Obviously, this form of religion does not question the political or social system. It does not look for human causes or human answers to problems. but projects the issues of life into a nonhuman, magical realm where ritualistic performances are believed to have influence. It is escapist religion — an opiate for the people, and an economic boon for vendors and other opportunists. It is a way of faith that does not challenge the status quo, for it does not take the elements of human life seriously.
The second expression of Latin American Christianity is the traditional church. This is the church of the Council of Trent, that series of meetings in the 16th century which, in reaction to the Reformation, declared the Roman Catholic Church the sole vehicle of salvation, defined the nature of the seven necessary sacraments, approved prayers to the saints and set down the requirement of attending mass. In short, the concept of the church is limited to what happens inside the church building. The mass is central to salvation. and there is a sacrament for each stage of life, linking its great moments to God through holy rites that communicate wholeness. For many of Latin America’s older and somewhat wealthier Christians, this powerful and comforting expression of faith is what the church is all about.
The theology of this type of faith makes strict distinctions between body and soul, history and eternity, politics and religion, this world and the next. The goal of faith is to extricate oneself from worldly realities so that the soul can enter the heavenly realm. The sacraments are the means by which this is accomplished. Thus, although the church is highly institutionalized,, the emphasis is on personal salvation. Again, there is little motivation for addressing social, political or economic problems because they are seen as tainted worldly concerns. As a result, the traditional church also buttresses the status quo. Like popular religion, it does not recognize the validity of a secular historical process. In more sophisticated ways, it also encourages people to withdraw from the crises of their time.
----
• Request 1
Answer these questions from the passage on Latin American Christianity:
(a) Besides an opiate for the people, what does the passage call escapist religion for vendors and other opportunists?
(b) In which century did the Council of Trent hold its meetings?
(c) In the theology of the traditional church, what is the goal of faith?
• Request 2
Quote the passage on Latin American Christianity from "The theology of" down to "of their time.".
• Request 3
Extend the passage on Latin American Christianity with new writing that picks up after its final sentence.
The material placed after this sentence is separate from the passage on Latin American Christianity.

• Dataset extract
----
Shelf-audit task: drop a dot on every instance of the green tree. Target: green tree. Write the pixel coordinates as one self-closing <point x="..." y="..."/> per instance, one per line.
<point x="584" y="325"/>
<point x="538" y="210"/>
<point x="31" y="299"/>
----
• Reply 1
(a) An economic boon.
(b) The 16th century.
(c) To extricate oneself from worldly realities so that the soul can enter the heavenly realm.

• Reply 2
The theology of this type of faith makes strict distinctions between body and soul, history and eternity, politics and religion, this world and the next. The goal of faith is to extricate oneself from worldly realities so that the soul can enter the heavenly realm. The sacraments are the means by which this is accomplished. Thus, although the church is highly institutionalized,, the emphasis is on personal salvation. Again, there is little motivation for addressing social, political or economic problems because they are seen as tainted worldly concerns. As a result, the traditional church also buttresses the status quo. Like popular religion, it does not recognize the validity of a secular historical process. In more sophisticated ways, it also encourages people to withdraw from the crises of their time.

• Reply 3
Third. there is the progressive church, the church of Vatican II, which attempts to bring traditional Christianity into contact with the contemporary world. The mass is celebrated in the languages of the people, guitars and mariachi bands enliven the liturgy, the Bible is studied and brought into the center of celebration, Surely there are Latin American services of worship that are among the most stimulating and uplifting in the Christian world. Through color, word and sound the senses are focused, the mind is challenged and the heart is warmed. The progressive church is a relevant and vital form.
Many scholars, younger priests and even some bishops are found in this expression of faith. Discussions of birth control and other formerly taboo subjects are part of the program. Progressive theologians find that they have much in common with their Protestant counterparts, and an ecumenical spirit grows. Good will, a respect for differences, and intellectual integrity are valued. Serving humanity is considered a main purpose of the Christian community, and a number of excellent service enterprises find their source in the new energy that this progressive church has tapped. This is the church of the somewhat younger; somewhat better-educated Latin Americans — Catholics who know and live fully in the contemporary world. Aware and concerned, the progressive church moves beyond itself in word and deed, but it tends to stop, short of an analysis-of and actions-against the strictures of injustice, even while it promotes programs to alleviate misery.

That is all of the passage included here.